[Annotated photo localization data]
——————————

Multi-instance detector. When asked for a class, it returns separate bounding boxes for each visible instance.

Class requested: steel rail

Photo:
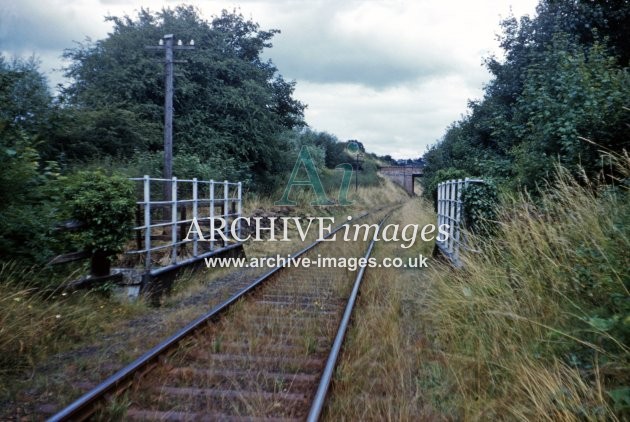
[307,209,395,422]
[48,210,375,422]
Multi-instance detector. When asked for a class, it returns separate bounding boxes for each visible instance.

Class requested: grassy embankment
[325,154,629,420]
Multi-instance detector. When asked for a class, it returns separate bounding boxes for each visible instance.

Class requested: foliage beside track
[422,0,630,198]
[422,154,629,419]
[0,6,386,269]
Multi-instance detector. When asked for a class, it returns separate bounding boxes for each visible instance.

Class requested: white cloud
[296,73,480,158]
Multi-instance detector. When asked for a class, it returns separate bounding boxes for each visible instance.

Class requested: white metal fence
[436,178,483,267]
[126,176,242,275]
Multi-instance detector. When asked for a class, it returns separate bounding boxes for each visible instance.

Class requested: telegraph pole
[146,34,195,204]
[163,34,174,186]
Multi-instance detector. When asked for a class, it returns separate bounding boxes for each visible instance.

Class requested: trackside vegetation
[421,154,629,419]
[0,0,628,419]
[421,1,630,195]
[323,157,628,421]
[417,1,629,419]
[0,6,387,271]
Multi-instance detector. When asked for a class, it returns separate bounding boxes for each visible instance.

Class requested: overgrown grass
[323,198,438,420]
[0,177,408,417]
[244,175,408,261]
[421,153,629,420]
[0,263,145,402]
[243,168,404,214]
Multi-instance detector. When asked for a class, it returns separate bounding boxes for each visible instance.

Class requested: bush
[422,154,630,419]
[0,132,61,264]
[62,171,135,255]
[461,180,499,236]
[422,167,469,210]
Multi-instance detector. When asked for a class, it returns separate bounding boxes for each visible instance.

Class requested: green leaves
[606,387,630,414]
[58,6,305,188]
[422,0,630,196]
[0,58,61,264]
[62,171,135,255]
[422,167,468,210]
[461,181,499,236]
[511,35,630,189]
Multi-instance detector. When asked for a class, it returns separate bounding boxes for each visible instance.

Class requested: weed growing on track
[125,236,372,419]
[0,176,406,418]
[323,198,440,420]
[244,176,407,267]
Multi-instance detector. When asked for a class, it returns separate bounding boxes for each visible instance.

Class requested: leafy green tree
[510,36,630,189]
[277,128,353,171]
[0,56,51,134]
[46,107,158,160]
[56,6,305,188]
[378,154,396,165]
[423,0,630,196]
[0,56,59,264]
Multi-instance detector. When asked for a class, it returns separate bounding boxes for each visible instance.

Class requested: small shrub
[62,171,135,256]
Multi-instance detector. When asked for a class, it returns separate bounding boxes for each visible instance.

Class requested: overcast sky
[0,0,539,158]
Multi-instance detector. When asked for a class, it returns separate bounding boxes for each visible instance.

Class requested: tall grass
[323,198,438,420]
[422,153,629,420]
[0,263,145,399]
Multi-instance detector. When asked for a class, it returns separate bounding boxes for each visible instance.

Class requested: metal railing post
[445,181,449,250]
[171,177,178,264]
[447,180,456,253]
[438,182,443,235]
[446,181,450,249]
[455,179,463,264]
[210,180,215,251]
[223,180,229,246]
[192,178,198,257]
[144,175,151,271]
[237,182,242,240]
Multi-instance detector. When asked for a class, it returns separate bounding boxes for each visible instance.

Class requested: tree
[0,56,51,135]
[56,6,305,188]
[422,0,630,196]
[510,36,630,189]
[0,56,58,263]
[277,128,355,171]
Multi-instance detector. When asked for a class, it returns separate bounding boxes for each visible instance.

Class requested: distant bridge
[378,166,423,195]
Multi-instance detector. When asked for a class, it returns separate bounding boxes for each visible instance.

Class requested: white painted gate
[126,176,242,276]
[436,178,483,267]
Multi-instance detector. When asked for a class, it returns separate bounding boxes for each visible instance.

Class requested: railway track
[49,207,396,421]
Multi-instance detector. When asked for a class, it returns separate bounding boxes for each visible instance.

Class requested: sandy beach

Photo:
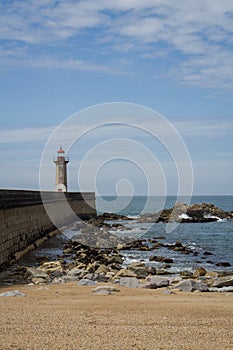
[0,283,232,350]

——————————

→ PROBLEM STATEMENT:
Leave out all pictures and retype precisely the lines that run from the line containing "Class requested: distant bridge" to the last line of the records.

→ FINAL ANSWER:
Class requested: distant bridge
[378,166,423,195]
Multi-instance detector. When asked for a class, it returns separate bounding boxes for each visible instance.

Class requested: white painted gate
[126,176,242,276]
[436,178,483,267]
Multi-instance detector. When asked for a class, it returns separate bounding boxes for each visible instance.

Class requested: railway track
[49,207,396,421]
Multi-instance detector. When asked for a class, it returns separate bounding boxes for each visible instance.

Class requested: sandy beach

Photo:
[0,283,232,350]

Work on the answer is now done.